WHAT YOU NEED TO DO: Lay out everything from the line containing "Target: piglet's front leg" down to the end of the records as a Markdown table with the columns Row and Line. Number each row and leave out any blank lines.

RECORDS FOR PROCESSING:
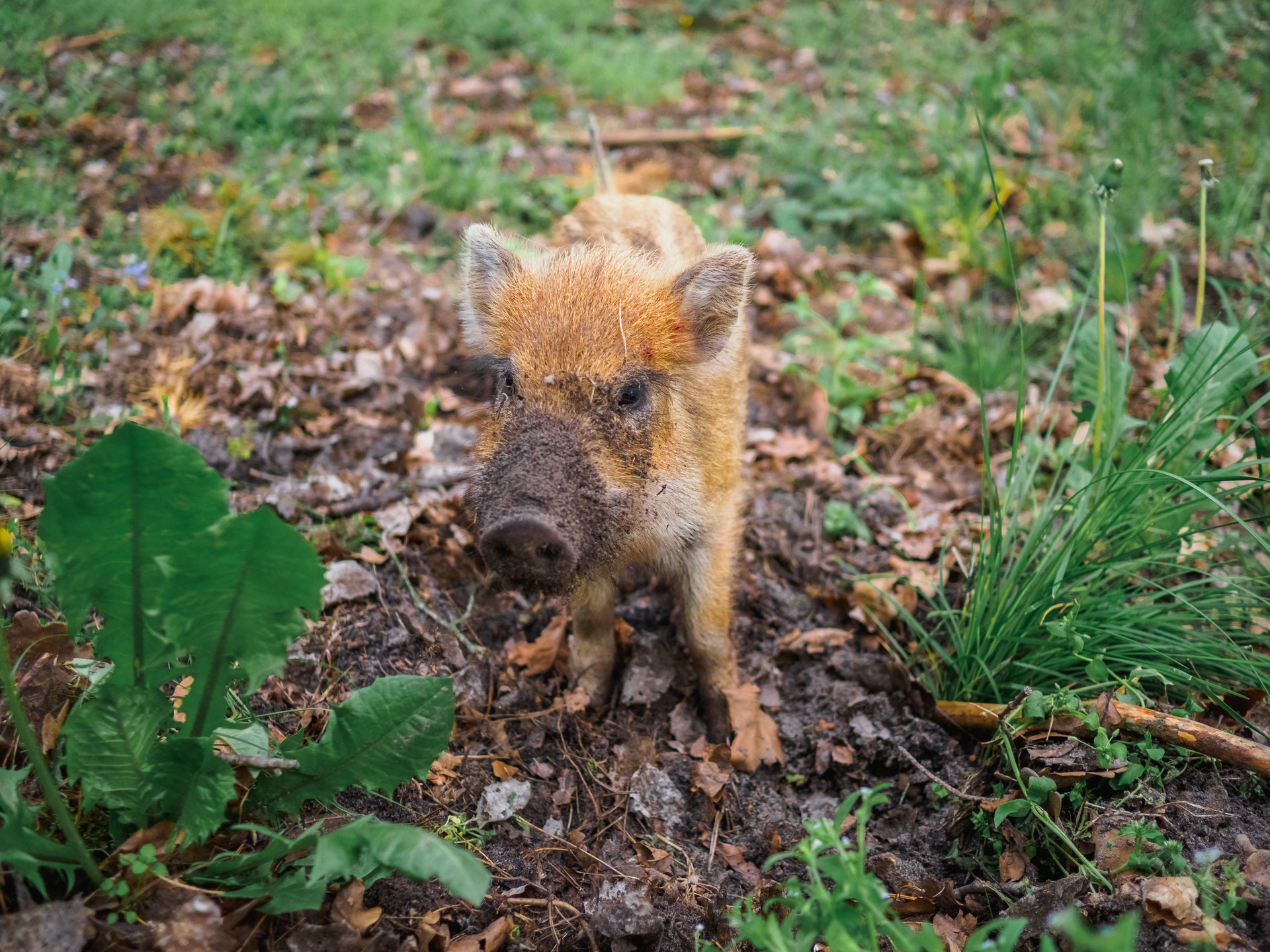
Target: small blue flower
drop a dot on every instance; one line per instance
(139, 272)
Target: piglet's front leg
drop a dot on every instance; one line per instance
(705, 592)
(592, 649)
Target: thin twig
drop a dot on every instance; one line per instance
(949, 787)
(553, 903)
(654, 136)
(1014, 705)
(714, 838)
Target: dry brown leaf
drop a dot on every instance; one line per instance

THE COMPLETED TASK:
| Row | Line |
|---|---|
| 1 | Target: piglet's front leg |
| 2 | drop a dot on every instance; one line per instance |
| 3 | (705, 592) |
| 4 | (592, 649) |
| 5 | Target: thin twig |
| 6 | drop a dot on every instance; one line per instance |
| 7 | (949, 787) |
| 8 | (553, 903) |
| 9 | (654, 136) |
| 10 | (1014, 705) |
| 11 | (714, 838) |
| 12 | Target: dry brown leaf |
| 13 | drop a dot on every instance; one line per instance |